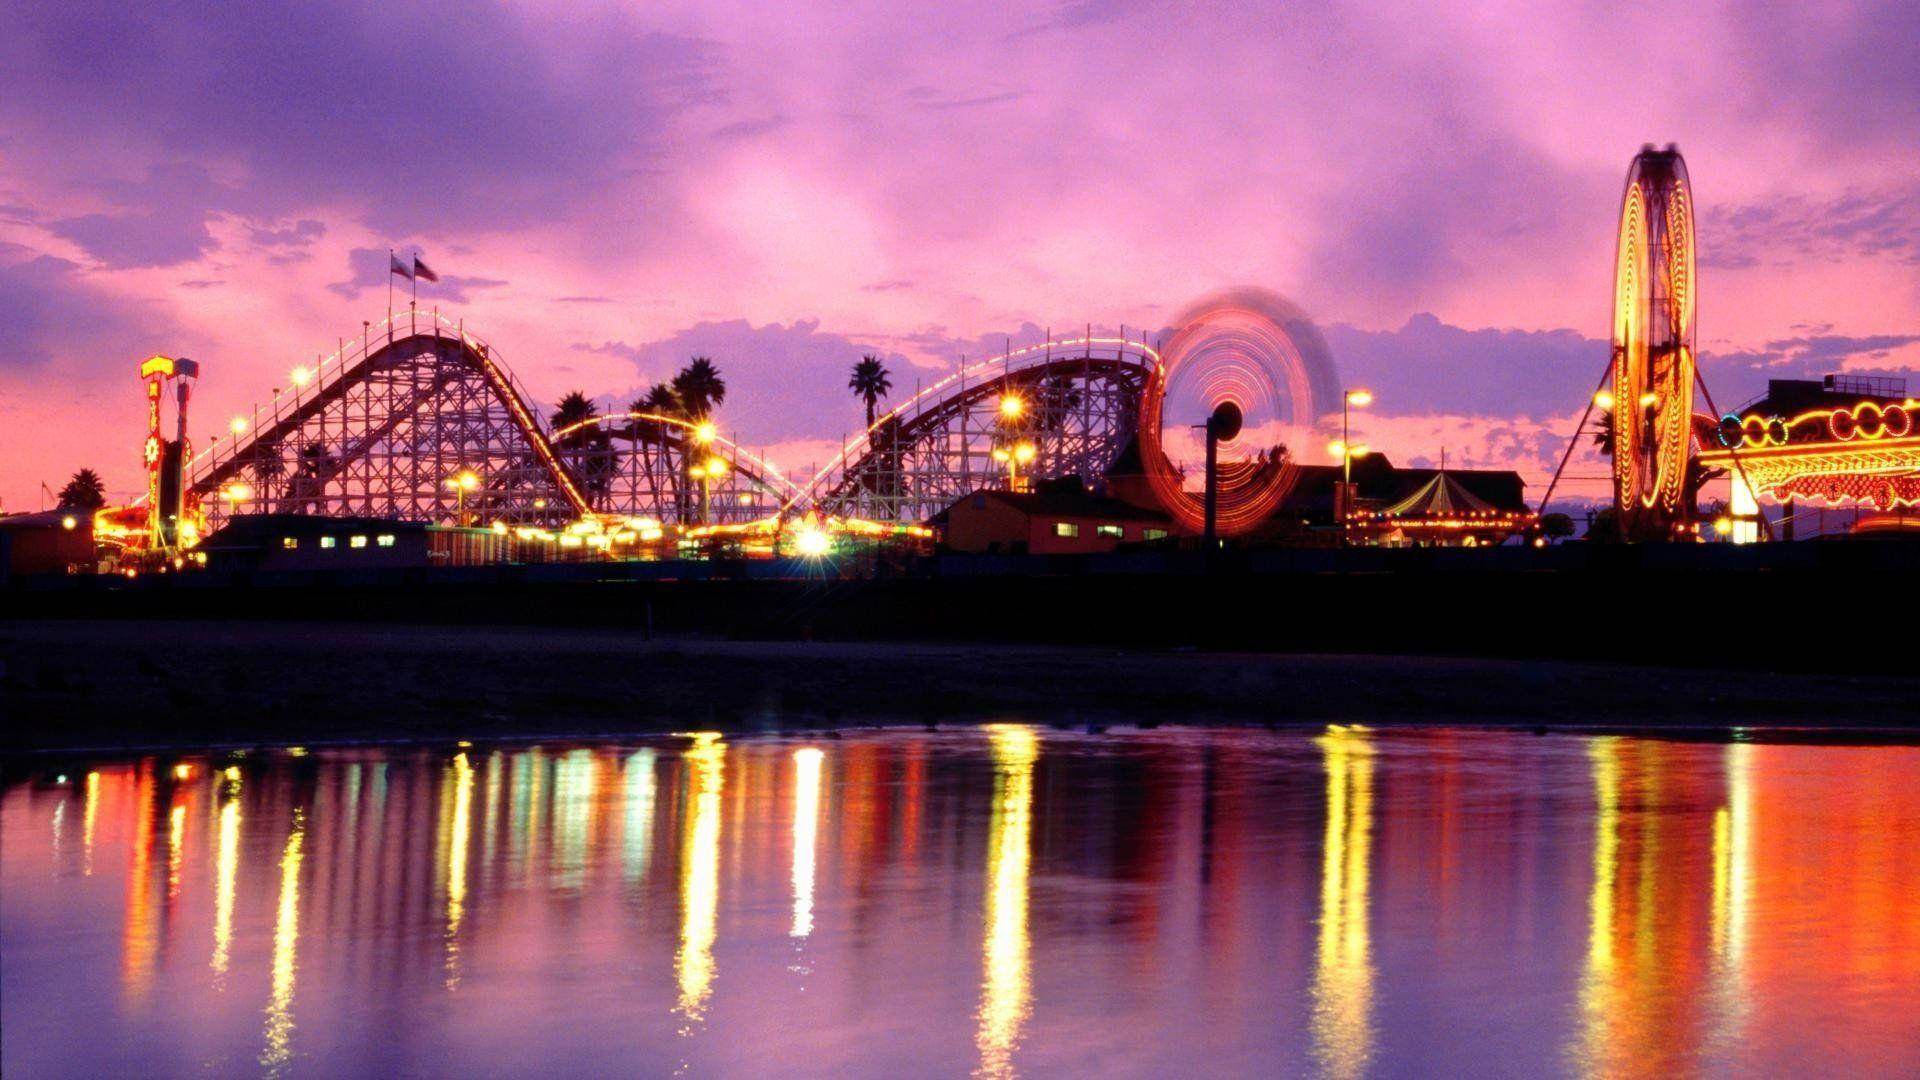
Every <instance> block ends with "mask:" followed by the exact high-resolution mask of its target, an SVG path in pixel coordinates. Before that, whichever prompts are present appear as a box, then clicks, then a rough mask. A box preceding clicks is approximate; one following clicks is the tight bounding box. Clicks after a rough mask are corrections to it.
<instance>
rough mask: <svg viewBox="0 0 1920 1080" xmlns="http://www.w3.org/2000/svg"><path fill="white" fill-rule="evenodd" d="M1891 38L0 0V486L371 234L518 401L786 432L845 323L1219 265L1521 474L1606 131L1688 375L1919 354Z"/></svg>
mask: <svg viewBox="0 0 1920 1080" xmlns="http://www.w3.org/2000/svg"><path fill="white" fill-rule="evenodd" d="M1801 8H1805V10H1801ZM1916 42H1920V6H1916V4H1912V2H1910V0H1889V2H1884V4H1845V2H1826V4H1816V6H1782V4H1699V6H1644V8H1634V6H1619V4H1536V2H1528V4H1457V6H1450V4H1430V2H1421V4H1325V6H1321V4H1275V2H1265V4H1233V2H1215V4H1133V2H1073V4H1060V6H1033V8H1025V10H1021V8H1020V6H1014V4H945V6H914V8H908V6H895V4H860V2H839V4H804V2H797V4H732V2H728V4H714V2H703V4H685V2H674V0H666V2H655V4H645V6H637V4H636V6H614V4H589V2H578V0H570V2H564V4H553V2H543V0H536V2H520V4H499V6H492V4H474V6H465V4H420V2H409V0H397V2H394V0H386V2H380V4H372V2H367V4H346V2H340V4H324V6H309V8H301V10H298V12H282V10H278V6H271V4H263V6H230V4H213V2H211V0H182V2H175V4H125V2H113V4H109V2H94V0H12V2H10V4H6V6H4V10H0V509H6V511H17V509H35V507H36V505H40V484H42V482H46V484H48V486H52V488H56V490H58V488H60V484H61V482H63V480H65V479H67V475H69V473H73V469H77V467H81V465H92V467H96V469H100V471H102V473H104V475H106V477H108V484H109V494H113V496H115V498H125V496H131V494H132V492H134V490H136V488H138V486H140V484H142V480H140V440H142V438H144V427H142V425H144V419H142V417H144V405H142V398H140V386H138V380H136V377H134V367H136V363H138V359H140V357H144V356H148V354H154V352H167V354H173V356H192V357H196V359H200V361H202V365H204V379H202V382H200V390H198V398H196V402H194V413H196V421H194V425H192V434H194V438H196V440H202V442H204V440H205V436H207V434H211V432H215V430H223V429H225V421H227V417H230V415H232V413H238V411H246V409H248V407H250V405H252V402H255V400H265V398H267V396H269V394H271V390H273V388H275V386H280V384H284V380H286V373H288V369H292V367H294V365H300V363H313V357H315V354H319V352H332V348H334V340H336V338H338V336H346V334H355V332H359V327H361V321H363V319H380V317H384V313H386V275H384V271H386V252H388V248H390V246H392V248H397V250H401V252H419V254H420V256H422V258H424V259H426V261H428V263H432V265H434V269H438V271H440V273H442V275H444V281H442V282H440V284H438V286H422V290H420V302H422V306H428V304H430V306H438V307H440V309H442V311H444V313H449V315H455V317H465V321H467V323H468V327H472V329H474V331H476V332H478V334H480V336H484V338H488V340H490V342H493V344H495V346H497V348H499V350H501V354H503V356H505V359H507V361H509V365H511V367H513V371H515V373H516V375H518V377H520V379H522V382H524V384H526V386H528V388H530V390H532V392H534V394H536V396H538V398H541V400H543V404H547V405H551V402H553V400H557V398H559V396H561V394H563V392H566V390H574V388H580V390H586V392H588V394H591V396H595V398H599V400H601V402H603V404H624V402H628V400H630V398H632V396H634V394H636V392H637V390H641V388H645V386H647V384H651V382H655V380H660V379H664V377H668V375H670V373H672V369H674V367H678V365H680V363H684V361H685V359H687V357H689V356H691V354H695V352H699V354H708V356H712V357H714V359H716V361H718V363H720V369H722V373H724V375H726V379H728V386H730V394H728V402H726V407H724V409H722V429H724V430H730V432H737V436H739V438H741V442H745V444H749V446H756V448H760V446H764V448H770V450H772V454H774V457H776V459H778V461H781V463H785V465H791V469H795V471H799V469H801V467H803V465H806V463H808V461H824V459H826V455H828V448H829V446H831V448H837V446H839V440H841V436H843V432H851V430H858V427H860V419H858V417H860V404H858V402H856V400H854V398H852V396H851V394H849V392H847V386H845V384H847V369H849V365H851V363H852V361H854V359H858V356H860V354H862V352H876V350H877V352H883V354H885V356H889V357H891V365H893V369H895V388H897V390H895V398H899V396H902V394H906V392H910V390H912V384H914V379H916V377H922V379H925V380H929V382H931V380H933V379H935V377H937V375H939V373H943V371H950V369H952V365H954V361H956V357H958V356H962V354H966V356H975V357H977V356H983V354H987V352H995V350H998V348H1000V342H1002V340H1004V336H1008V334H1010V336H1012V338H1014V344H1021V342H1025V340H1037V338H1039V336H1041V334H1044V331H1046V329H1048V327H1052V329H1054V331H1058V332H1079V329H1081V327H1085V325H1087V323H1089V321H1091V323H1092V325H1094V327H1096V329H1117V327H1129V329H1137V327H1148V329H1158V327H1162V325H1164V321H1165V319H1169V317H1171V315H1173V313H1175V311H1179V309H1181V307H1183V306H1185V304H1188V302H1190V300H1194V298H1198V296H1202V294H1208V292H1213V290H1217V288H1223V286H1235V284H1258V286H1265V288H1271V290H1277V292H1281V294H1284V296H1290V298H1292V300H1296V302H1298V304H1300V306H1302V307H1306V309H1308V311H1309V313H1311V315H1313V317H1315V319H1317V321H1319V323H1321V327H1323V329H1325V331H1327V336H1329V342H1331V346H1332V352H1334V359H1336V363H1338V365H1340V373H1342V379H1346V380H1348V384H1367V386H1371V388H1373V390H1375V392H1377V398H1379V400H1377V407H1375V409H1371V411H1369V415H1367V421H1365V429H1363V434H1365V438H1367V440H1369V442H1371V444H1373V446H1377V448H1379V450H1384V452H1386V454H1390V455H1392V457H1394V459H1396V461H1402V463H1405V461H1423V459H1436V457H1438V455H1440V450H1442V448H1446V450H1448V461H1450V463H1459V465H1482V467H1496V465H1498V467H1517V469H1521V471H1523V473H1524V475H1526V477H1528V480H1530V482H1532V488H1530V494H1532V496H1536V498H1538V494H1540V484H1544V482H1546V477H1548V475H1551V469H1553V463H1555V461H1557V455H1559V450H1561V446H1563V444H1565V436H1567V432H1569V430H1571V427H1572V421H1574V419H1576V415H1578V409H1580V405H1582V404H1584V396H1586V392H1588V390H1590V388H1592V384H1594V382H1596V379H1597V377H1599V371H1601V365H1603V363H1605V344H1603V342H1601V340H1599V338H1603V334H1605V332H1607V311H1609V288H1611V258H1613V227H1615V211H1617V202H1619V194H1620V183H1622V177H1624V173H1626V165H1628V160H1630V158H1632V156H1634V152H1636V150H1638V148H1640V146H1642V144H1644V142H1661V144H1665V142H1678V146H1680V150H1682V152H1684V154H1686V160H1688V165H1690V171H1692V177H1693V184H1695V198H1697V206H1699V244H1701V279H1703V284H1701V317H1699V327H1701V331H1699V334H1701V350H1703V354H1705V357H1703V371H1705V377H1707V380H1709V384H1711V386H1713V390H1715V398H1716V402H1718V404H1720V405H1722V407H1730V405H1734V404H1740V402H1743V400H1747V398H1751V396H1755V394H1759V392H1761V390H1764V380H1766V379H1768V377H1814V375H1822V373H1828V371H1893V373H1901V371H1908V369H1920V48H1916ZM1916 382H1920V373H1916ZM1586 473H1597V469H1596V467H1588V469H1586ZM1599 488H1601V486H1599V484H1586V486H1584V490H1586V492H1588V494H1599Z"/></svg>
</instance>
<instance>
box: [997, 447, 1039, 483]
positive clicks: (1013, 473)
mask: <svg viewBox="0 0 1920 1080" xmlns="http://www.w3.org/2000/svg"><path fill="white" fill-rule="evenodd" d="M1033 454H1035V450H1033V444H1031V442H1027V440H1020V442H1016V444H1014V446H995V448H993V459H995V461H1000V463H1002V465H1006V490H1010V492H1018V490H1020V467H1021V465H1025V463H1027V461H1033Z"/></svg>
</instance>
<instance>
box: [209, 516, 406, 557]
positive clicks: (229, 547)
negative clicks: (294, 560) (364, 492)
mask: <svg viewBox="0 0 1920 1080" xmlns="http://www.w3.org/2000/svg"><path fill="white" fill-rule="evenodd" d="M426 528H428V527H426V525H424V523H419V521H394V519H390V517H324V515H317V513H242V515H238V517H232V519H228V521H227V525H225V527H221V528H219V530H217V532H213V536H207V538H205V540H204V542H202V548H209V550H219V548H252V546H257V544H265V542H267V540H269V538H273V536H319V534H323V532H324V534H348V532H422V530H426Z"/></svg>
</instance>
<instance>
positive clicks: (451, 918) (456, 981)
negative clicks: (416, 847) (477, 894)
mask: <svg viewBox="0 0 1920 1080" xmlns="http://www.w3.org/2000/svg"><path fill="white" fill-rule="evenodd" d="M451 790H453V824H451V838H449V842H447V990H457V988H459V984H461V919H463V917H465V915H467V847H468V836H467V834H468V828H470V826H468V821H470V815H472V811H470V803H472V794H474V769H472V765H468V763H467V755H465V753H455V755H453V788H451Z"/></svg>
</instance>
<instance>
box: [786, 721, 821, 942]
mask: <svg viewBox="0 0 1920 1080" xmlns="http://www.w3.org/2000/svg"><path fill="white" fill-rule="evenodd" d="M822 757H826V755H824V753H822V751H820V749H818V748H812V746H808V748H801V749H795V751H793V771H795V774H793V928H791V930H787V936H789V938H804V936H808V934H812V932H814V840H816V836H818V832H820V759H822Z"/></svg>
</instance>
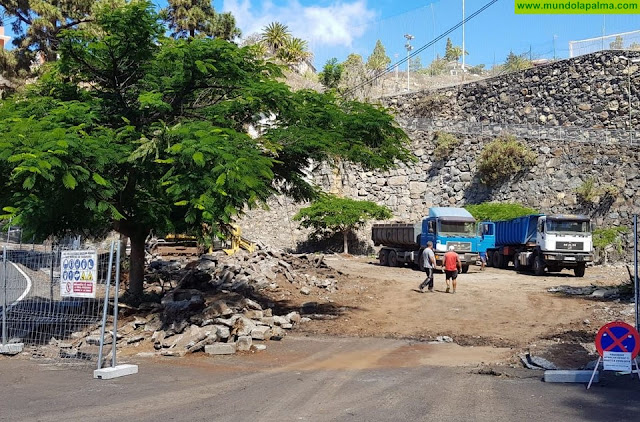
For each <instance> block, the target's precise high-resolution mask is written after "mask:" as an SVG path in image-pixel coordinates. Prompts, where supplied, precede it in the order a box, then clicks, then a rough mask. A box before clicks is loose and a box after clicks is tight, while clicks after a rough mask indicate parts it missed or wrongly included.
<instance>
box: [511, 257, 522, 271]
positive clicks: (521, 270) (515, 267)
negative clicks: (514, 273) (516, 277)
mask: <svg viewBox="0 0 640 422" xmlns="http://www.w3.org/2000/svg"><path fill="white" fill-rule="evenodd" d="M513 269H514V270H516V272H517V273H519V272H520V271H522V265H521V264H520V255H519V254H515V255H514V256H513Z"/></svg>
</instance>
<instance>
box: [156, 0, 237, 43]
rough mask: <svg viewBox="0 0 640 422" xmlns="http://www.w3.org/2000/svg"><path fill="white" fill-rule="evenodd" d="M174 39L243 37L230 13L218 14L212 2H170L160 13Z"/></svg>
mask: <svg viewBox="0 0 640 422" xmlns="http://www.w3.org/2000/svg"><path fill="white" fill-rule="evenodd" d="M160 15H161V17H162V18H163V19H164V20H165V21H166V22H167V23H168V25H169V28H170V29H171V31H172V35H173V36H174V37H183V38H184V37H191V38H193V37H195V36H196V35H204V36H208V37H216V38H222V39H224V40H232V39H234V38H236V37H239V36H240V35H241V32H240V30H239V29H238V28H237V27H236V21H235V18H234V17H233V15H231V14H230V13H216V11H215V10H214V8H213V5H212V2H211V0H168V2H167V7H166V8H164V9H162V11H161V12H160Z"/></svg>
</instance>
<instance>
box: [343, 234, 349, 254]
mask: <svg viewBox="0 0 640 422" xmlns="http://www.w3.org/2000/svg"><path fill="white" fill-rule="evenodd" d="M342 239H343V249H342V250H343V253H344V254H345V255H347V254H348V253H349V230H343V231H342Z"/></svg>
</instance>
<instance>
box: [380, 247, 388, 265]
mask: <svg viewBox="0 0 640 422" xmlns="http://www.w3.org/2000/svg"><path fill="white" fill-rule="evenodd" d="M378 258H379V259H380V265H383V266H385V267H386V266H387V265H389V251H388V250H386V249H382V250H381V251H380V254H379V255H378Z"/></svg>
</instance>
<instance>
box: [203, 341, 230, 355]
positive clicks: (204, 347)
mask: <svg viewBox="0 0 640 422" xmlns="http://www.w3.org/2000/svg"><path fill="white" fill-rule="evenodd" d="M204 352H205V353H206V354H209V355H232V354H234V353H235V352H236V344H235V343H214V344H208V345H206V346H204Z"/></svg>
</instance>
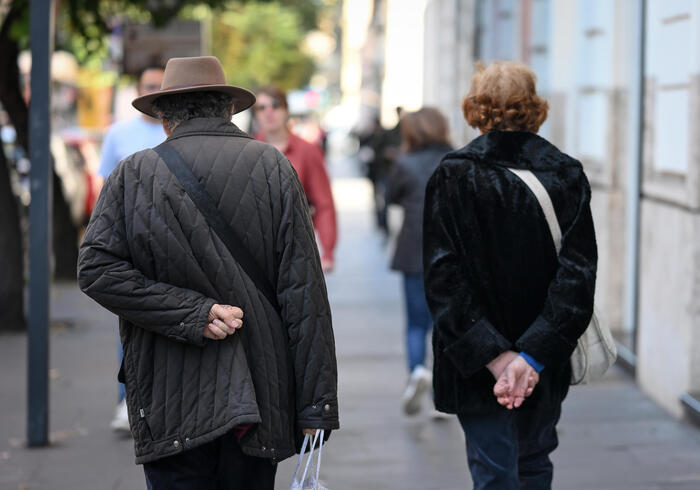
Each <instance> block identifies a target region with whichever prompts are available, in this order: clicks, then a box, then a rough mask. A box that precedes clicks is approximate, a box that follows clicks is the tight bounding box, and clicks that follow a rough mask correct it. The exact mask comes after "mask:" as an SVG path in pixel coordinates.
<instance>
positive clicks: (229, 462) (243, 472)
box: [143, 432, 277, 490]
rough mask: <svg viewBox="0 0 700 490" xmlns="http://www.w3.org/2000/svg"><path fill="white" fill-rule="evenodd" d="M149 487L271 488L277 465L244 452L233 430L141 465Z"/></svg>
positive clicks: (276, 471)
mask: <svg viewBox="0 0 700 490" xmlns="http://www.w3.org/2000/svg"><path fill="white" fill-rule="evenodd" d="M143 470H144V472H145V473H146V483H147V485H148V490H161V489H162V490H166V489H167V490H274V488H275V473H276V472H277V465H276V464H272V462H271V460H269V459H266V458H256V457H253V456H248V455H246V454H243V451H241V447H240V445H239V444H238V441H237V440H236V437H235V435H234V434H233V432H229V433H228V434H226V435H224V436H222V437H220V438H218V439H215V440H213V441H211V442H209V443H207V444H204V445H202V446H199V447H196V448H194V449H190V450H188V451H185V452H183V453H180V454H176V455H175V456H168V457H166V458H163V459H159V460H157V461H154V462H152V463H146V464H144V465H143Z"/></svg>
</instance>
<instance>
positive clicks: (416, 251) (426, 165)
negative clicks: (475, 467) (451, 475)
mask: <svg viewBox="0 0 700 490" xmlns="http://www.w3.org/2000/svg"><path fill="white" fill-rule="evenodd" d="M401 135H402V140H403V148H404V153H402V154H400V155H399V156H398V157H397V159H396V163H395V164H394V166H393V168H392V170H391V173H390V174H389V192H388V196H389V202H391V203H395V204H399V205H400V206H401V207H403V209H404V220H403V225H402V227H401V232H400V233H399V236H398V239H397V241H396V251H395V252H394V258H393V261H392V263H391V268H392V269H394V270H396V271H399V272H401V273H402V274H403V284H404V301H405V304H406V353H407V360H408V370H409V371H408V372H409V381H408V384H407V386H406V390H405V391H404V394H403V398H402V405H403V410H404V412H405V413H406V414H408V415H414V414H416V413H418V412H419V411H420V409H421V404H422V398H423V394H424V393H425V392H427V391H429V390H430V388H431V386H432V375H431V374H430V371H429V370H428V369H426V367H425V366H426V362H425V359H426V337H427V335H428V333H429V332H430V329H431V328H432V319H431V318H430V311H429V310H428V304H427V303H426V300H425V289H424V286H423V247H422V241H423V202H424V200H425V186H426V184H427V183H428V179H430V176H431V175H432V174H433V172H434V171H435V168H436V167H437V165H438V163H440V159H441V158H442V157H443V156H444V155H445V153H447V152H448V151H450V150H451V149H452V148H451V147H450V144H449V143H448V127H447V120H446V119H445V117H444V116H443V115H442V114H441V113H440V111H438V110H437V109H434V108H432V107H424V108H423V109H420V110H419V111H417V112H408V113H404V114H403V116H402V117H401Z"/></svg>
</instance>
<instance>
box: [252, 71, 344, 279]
==============================
# Work request
Show every line of the material that contains the string "exact", copying each line in full. Case counts.

# Answer to the problem
Every <instance> block ends with "mask:" followed by the exact high-resolution mask of its target, an SVG path in pixel coordinates. Before that, whichever prompts are present appear as a box, then clicks, then a rough mask. A box preceding clicks is approximate; one following clicks is the tight bounding box. Clicks after a rough mask are corrections to it.
Each <instance> block identifies a target region with whichever prompts are available, in this order: clicks, then a box, then a rough mask. A box that precedes clicks is approximate, a box that follows clicks is the tight bounding box, and clicks that follow a rough mask correct it. The exact mask comes after "mask:" as an SVG path in pixel coordinates.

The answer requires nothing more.